------ RECORDS FOR THE TASK ------

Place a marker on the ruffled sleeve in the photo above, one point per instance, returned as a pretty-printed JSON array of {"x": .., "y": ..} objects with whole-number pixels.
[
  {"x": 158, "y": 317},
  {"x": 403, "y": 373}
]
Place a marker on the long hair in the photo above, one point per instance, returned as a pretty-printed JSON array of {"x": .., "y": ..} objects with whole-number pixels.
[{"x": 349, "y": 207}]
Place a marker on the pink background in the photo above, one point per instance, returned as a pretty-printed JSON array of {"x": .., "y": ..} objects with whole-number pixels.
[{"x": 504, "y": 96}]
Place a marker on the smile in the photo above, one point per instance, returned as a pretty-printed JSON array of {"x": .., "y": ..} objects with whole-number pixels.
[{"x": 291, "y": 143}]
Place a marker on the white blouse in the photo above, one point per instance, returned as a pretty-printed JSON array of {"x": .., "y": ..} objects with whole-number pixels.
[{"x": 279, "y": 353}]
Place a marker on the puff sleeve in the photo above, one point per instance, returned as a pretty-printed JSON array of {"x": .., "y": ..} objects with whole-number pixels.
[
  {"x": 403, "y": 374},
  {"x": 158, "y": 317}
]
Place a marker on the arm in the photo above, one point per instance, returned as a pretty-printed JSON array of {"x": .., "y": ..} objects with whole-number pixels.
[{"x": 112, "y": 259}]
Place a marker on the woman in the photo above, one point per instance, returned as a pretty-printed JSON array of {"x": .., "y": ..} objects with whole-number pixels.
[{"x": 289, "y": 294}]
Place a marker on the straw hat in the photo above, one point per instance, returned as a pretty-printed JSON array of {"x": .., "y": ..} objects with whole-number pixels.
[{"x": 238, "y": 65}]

------

> **YOUR INSTRUCTIONS**: Update the items above by replacing "whole-number pixels" with "integer pixel values" wherever it occurs. Leave everything else unchanged.

> **ANSWER TO THIS PROBLEM**:
Place a marker on the ruffled sleeve in the photo above, one point per instance, returned as a pretty-printed JSON array of {"x": .., "y": ..} objects with integer pixel values.
[
  {"x": 158, "y": 317},
  {"x": 403, "y": 373}
]
Place a marker on the long hair in the photo above, one point per instance, returned as a pretty-printed JSON array of {"x": .., "y": ..} objects with integer pixel values.
[{"x": 349, "y": 207}]
Place a marker on the pink background in the photo above, one point per instance, returned as a pretty-printed JSON array of {"x": .., "y": ..} objects with integer pixel values.
[{"x": 504, "y": 96}]
Place a marker on the smile in the photo above, one point per instance, returned as a pretty-printed JSON array of {"x": .., "y": ..} objects with integer pixel values.
[{"x": 291, "y": 143}]
Place a marker on the white blouse in the photo above, one point per instance, returned as a pretty-printed JSON array of {"x": .., "y": ..} objects with integer pixel values.
[{"x": 279, "y": 353}]
Place a marker on the puff sleeve in the photo above, one point per instance, returned as a pretty-printed JSON array of {"x": .., "y": ..} objects with integer pixel values.
[
  {"x": 403, "y": 374},
  {"x": 158, "y": 317}
]
Place a marker on the arm in the photo above, one point per instance, returned as a pretty-printed JSON array of {"x": .., "y": ..} objects with integer pixel values.
[{"x": 112, "y": 259}]
Place a marker on the woman in the photo above, one point per instance, returned as a pretty-printed JSON array of {"x": .., "y": ..} objects with integer pixel values.
[{"x": 289, "y": 294}]
Place a marker on the straw hat in the photo above, one point per instance, returned as a pretty-printed JSON array of {"x": .., "y": ..} objects with integer pixel values.
[{"x": 238, "y": 65}]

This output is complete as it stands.